begin Exercise materials

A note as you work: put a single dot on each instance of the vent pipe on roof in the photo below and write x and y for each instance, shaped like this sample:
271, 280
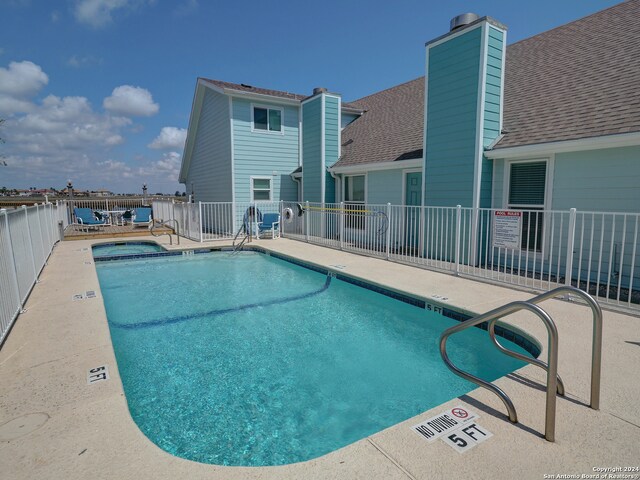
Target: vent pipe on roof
462, 20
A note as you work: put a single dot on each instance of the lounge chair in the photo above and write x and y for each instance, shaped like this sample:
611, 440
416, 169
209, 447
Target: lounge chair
86, 218
270, 223
251, 219
142, 216
125, 217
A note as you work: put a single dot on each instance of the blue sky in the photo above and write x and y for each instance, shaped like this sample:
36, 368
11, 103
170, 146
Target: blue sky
100, 91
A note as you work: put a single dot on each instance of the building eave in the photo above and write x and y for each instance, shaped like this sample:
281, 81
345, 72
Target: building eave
541, 149
370, 167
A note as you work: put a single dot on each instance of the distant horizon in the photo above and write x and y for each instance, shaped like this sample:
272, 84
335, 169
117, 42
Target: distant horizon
100, 92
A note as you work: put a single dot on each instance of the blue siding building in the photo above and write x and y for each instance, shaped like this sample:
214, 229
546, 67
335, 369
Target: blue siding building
484, 117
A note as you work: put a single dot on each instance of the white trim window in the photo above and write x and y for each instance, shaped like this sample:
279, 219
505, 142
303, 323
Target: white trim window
266, 119
527, 191
261, 189
354, 198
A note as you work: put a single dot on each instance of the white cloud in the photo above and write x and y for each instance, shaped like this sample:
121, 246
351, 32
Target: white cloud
78, 61
56, 138
22, 79
169, 138
185, 8
98, 13
63, 125
131, 101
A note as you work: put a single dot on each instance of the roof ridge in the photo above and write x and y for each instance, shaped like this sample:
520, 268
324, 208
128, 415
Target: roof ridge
246, 85
599, 12
387, 89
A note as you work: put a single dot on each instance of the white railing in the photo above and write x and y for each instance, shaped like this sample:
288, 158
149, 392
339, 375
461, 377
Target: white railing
27, 237
532, 249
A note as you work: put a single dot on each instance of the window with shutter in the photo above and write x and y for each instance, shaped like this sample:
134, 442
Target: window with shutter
527, 189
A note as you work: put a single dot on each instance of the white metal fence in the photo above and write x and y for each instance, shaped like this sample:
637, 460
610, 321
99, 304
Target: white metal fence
27, 237
535, 249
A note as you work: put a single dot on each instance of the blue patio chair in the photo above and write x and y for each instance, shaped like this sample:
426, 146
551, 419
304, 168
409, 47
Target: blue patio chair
270, 223
253, 216
85, 217
142, 216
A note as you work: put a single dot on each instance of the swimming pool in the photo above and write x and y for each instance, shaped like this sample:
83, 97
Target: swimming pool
250, 360
125, 248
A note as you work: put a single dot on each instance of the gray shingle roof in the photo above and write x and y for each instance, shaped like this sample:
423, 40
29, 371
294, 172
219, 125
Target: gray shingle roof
576, 81
242, 87
389, 130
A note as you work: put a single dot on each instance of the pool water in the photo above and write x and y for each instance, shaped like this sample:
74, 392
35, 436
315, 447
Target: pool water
125, 248
250, 360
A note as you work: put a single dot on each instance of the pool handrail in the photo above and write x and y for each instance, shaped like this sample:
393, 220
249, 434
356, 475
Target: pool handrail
164, 223
554, 383
552, 370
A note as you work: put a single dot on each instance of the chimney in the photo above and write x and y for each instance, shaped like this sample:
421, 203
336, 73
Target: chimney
462, 20
463, 109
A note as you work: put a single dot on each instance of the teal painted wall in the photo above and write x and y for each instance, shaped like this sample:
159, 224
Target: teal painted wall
491, 128
210, 168
331, 142
385, 187
347, 118
452, 101
606, 180
311, 150
261, 154
498, 183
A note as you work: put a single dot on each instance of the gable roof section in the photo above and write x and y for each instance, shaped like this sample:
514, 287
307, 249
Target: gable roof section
576, 81
244, 88
389, 130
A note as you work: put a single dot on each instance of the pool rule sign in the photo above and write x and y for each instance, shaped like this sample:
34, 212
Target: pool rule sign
507, 225
457, 427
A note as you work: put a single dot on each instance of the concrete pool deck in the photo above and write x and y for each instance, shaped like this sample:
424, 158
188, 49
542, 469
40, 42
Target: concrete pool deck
86, 431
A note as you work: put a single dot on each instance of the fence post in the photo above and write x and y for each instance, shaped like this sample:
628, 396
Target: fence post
33, 261
13, 258
458, 223
281, 217
200, 221
40, 229
306, 221
341, 226
421, 233
571, 233
388, 231
234, 220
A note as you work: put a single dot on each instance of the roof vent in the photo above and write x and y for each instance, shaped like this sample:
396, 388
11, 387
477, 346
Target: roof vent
462, 20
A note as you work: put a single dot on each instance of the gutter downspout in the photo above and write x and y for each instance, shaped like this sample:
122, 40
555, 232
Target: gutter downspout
297, 180
338, 183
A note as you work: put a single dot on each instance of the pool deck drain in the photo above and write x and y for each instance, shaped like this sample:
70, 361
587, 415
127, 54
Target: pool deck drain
90, 434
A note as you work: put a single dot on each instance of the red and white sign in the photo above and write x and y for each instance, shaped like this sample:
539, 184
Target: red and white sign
507, 229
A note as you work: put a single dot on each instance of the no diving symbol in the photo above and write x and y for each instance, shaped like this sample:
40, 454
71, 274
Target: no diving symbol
459, 412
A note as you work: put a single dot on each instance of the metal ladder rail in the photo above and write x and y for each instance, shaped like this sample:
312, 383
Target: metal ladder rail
176, 230
596, 357
242, 242
155, 224
552, 370
596, 343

end Exercise materials

| What this task involves |
Copy the listing above line for line, leaving out the pictures.

| Exercise response |
A note as you work: put a single dot on each instance of the vent pipe on roof in the photo below and write x and y for each instance, shaped like this sample:
271, 280
Target: vent pipe on roof
462, 20
A note as you work: put a single dot on each instance of the lounge chair in the photo above and write x and y for each instance, shaped like this sample:
611, 440
416, 169
209, 447
Target: lounge chair
86, 218
270, 223
251, 219
142, 216
125, 217
A note as you work: put a single dot on each instance of the blue sky in the photo above and write x and y for each instance, shaped like this sample:
36, 368
11, 103
170, 146
Target: blue sky
100, 91
A note as you work: put a single dot on each instance of the building eave in the photo above and write x and y for each instance, shaped like this sample:
281, 81
345, 72
Target: building eave
541, 149
370, 167
A note as you work: put a single dot on each instance of the distant horizon in the photo above and write x and y for each instance, shaped like this sample:
272, 84
335, 169
117, 42
Target: distant horizon
100, 92
A note as you work: put a single dot on each instance of the blue siding building in the photo above and write x and y for each instance, shaped like this sample:
214, 229
546, 67
335, 369
Target: blue siding building
484, 117
A note as you work: put a single dot on each instance of the white trim window in the photo above and write x and y for each instance, shaped like this sample:
279, 219
505, 142
303, 323
Target: white trim window
266, 119
527, 191
261, 189
354, 198
A note as you work: put a single dot on each instance of the white cloud in the photo above and write x and y for each instance, shaped like this sample:
121, 246
351, 32
Target: white cloud
78, 61
56, 138
22, 79
169, 138
185, 8
98, 13
63, 125
131, 101
A note as you work: put a single dot on each instance of the roof ridge in the photo above and write x and y for each instance, shaped like this sample:
520, 268
324, 208
128, 415
Target: roof ridge
246, 85
599, 12
387, 89
A note as you work: put a single dot on each instance of the white railing in the photo above and write x and y for each instance, shaped like this sample:
288, 158
149, 392
339, 375
461, 377
Target: white railing
27, 237
532, 249
A note as you work: put a single dot on each instance of the window with shutter in the photo above and write x and y for each instance, shaped like this sample:
134, 442
Target: window with shutter
527, 189
A note as you work: put a single dot on each instance of the white metal fence in the photo above and write x and y for each instance, shaped like this sample:
637, 460
610, 321
99, 304
Target: white metal fence
27, 237
535, 249
A note as you work: put a single dot on each instance of the blue patio chair in the photo above and write x and y for each instance, shaped like this sample:
426, 146
551, 419
304, 168
409, 47
Target: blue patio chair
270, 223
253, 216
85, 217
142, 216
A note as you work: put a single dot on each instance of the swimming pool in the photo above and write x and y for each instance, shaped like this sample:
83, 97
Target: swimming pool
250, 360
125, 248
A note as you work: put a single dot on each instance of the gray shingle roof in the photo above and write x and y for each instance, shaped like this sample:
423, 40
29, 371
294, 172
219, 125
Target: gray shingle roof
576, 81
242, 87
389, 130
A note as you work: put a single dot on each instance of the pool water in the photo above and write x and y for each instance, shaped like this sample:
74, 392
35, 436
315, 447
Target: pool water
125, 248
250, 360
A note as you work: put a single dot on each instance of the pool handrail in the photo above and write x and y for each instance, shaped like this sample:
393, 220
249, 434
356, 475
Target: pool handrail
164, 223
554, 383
552, 370
A note as you work: put a single dot on each instance of the chimney in the photo above and write x and y for each instance, shaped like this sample:
421, 203
336, 73
Target: chimney
462, 20
463, 109
A note as you work: put a single dot on each instance of the teal painted wall in the photo above and write x and y for each instance, shaped like this sample:
159, 224
Target: teal painted wall
491, 128
210, 168
331, 142
385, 187
347, 118
452, 101
606, 180
311, 150
261, 154
498, 183
A note as you work: put a single dot on each instance of the gable roof section in the photo above and write x and y for each instance, shaped like this sample:
514, 287
307, 249
Target: gable roof section
576, 81
244, 88
389, 130
A note as you work: put a single dot on each instance of the pool rule sign in the photo above and write x and y for each instance, shaped like this sample:
34, 212
Target: pool rule sign
507, 225
457, 427
A note as you work: put a single dot on each instance of the concrete pool deck in the photo above and write x and y for each instance, shaped like this sample:
424, 158
188, 49
542, 469
40, 42
Target: concrete pool deck
86, 431
A note as you work: put a single dot on each instance of the fence post in the photo above and write x and y for each instance, shaped like this sample:
628, 396
Target: fence post
33, 261
13, 258
458, 223
281, 217
200, 221
40, 229
306, 221
341, 226
421, 233
571, 233
388, 231
234, 220
A note as you work: put a single dot on each instance of the roof vent in the photo above and write x and y for each instance, shaped like this sample:
396, 388
11, 387
477, 346
Target: roof vent
462, 20
A note as you work: put a single dot on each instance of the gutter downspout in the photo above and write x and y for each instance, shaped like this sample:
122, 40
555, 232
Target: gutter downspout
297, 180
338, 183
A note as you work: put a single dot on each instance of the pool deck drain in the photo above and write x and y for each instance, shaped like this sample:
70, 361
587, 415
127, 54
Target: pool deck drain
90, 434
A note as you work: put a single dot on each instance of the red and white sign in the photo above and write x and y for each instance, shaped like this sample:
539, 184
Target: red and white sign
507, 229
A note as you work: put a single dot on each instance of the no diving symbol in the photo above and write x and y for each instance, shaped like this sample:
40, 454
71, 274
Target: no diving symbol
459, 412
A note as you work: put a single dot on each instance of the metal ladder rail in the photo above and write x and y for each instance, shaped like this sample:
312, 383
Target: metal ladder rail
176, 230
596, 357
242, 242
155, 224
552, 370
596, 343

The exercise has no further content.